TEXTO DE LEITURA:
▬▬▬▬▬▬▬▬▬▬

A relação administrativa
descentralizada entre Estado e Autarquias Locais
“Gestão
da Carris passa para a Câmara de Lisboa em Janeiro
O
Governo destacou que «este acordo implementa um novo modelo de gestão
descentralizado do serviço público de transporte prestado pela Carris», que «visa
a elevação dos atuais patamares de eficiência e sustentabilidade no
desenvolvimento do serviço público de transporte de passageiros». «O Estado
reconhece, assim, ao município de Lisboa, a titularidade administrativa do
serviço público de transporte de passageiros operado pela Carris, no âmbito da
relação de concessão em vigor, com as inerentes atribuições e competências de
autoridade de transportes», acrescentou.”
In Radio
Renascença Online, 21 nov, 2016 - 07:31
Nesta notícia tomamos conhecimento de uma relação em modo
descentralizado entre duas pessoas colectivas públicas (neste caso o Governo e
o Município de Lisboa) e que o professor Freitas do Amaral define como “o
sistema em que a função administrativa esteja confiada não apenas ao Estado,
mas também a outras pessoas colectivas territoriais – designadamente,
autarquias locais.”[1] e ao qual o professor Vieira de Andrade acrescenta
como sendo o “reconhecimento por lei de atribuições próprias a administrações
de comunidades autónomas (...) implicando a instituição de pessoas colectivas
públicas e a previsão de competências próprias e exclusivas aos respectivos
órgãos eleitos”[2]
.
E antes
de caracterizar este tipo de relação jurídica importa ver o que se entende por
autarquia local e consequentemente por município. Quanto às autarquias locais,
a sua existência resulta directamente do disposto no art.235º da CRP: “pessoas
colectivas territoriais dotadas de órgãos representativos, que visam a
prossecução de interesses próprios das populações respectivas.” e que encontram
o seu regime regulado na Lei nº75/2013, de 12 de Setembro. Embora este regime
nada contenha acerca do conceito de município o professor Freitas do Amaral
sintetiza-o da seguinte forma: “é a autarquia local que visa a prossecução de
interesses próprios da população residente na circunscrição concelhia, mediante
órgãos representativos por ela eleitos.”[3] e que
como resulta do art.236º/1 da CRP inclui ainda outras espécies ( freguesia e
regiões autónomas).

▬▬▬▬▬▬▬▬▬▬

TAREFA DO EXERCÍCIO:
Por favor, indique se cada afirmação concorda com o texto sobre a descentralização, respondendo sim ou não e citando as palavras do texto que o decidem: 1. A notícia sobre a Carris foi publicada pela Renascença Online em novembro de 2016. 2. A Lei nº75/2013 define o conceito de município. 3. A existência das autarquias locais resulta do art.236º da CRP.

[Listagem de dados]
▬▬▬▬▬▬▬▬▬▬

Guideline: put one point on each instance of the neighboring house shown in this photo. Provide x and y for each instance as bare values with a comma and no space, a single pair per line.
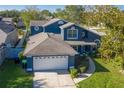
8,38
8,34
82,39
20,24
45,51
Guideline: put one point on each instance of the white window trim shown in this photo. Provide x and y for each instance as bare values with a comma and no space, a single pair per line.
84,34
68,32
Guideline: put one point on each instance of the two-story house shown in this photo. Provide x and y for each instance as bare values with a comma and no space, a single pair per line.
8,37
54,43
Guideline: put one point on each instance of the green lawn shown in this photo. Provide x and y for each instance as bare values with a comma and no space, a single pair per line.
106,76
13,76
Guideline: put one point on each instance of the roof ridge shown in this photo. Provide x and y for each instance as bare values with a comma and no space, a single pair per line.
39,41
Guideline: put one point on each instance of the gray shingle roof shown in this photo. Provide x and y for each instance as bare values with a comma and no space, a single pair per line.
66,25
80,43
47,44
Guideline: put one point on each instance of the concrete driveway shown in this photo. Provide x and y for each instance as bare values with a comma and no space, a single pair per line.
53,79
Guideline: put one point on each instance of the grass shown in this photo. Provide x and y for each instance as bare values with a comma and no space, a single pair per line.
13,76
82,62
106,76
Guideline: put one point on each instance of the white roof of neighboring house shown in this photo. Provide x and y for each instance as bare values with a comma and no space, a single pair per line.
80,43
67,25
51,22
47,44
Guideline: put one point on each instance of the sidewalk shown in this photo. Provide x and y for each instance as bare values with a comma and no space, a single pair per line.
89,72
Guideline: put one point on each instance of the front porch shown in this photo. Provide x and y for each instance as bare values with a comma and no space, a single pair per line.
83,47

▬▬▬▬▬▬▬▬▬▬

RESPOSTA ESPERADA:
1. Sim: «Renascença Online, 21 nov, 2016».
2. Não: «Embora este regime nada contenha acerca do conceito de município».
3. Não: «a sua existência resulta directamente do disposto no art.235º da CRP».